Exercise instructions:
[1] From the blog post about campus shooting alerts, copy out everything from "As for the messages" down to "zag a little." word for word.
[2] Turn the paragraph of the blog post about campus shooting alerts that begins "Frankly, I got much better advice" into a short bulleted list of its main points.

As for the messages I would be getting as all my electronic devices go off: thanks for getting in touch but -- what's the word, Bird? "Wacko roaming campus with guns. Stay inside. Or outside if the wacko comes inside." I knew this already.

Frankly, I got much better advice from the comments on my blog: pile furniture against the door and slow the motherf***er down. Be discouraging, so s/he goes next door to Anthropology or Admissions. Fight like hell if trapped. Protect your students first. Jump out the windows and run really, really fast. If I recall from the movies, should someone really be shooting, zig zag a little.

And don't carry a gun unless you are trained to use it and have a permit. Fortunately this is not a problem for Utah public school teachers who have had the opportunity since last October to use some of their in-service training for a free class that will help qualify them for concealed weapons permits. Woo-hoo!

Wouldn't you feel safer if *your* teacher was packing? Don't look at me: at Zenith, we will be whacking people over the head with our Blackberries and Treos.

4 comments:

Tim Lacy said...

Dataset extract:
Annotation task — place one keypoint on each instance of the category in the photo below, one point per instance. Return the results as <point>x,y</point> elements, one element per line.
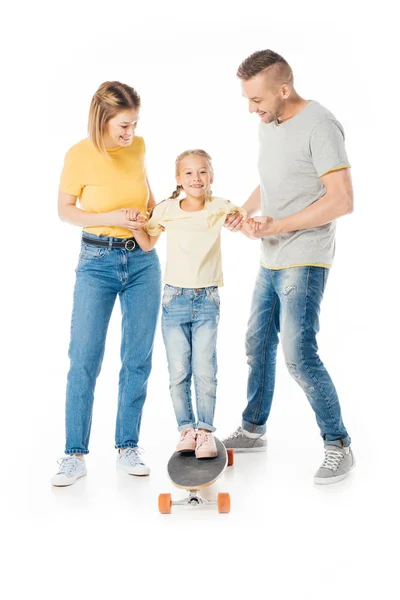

Answers in order:
[1]
As for the messages I would be getting as all my electronic devices go off: thanks for getting in touch but -- what's the word, Bird? "Wacko roaming campus with guns. Stay inside. Or outside if the wacko comes inside." I knew this already.

Frankly, I got much better advice from the comments on my blog: pile furniture against the door and slow the motherf***er down. Be discouraging, so s/he goes next door to Anthropology or Admissions. Fight like hell if trapped. Protect your students first. Jump out the windows and run really, really fast. If I recall from the movies, should someone really be shooting, zig zag a little.

[2]
- Better advice came from the blog's comments than from the electronic alerts.
- Pile furniture against the door to slow the shooter down.
- Be discouraging, so the shooter moves on next door to Anthropology or Admissions.
- Fight hard if trapped.
- Protect your students first.
- Jump out the windows and run very fast.
- If someone is actually shooting, zigzag a little, as remembered from the movies.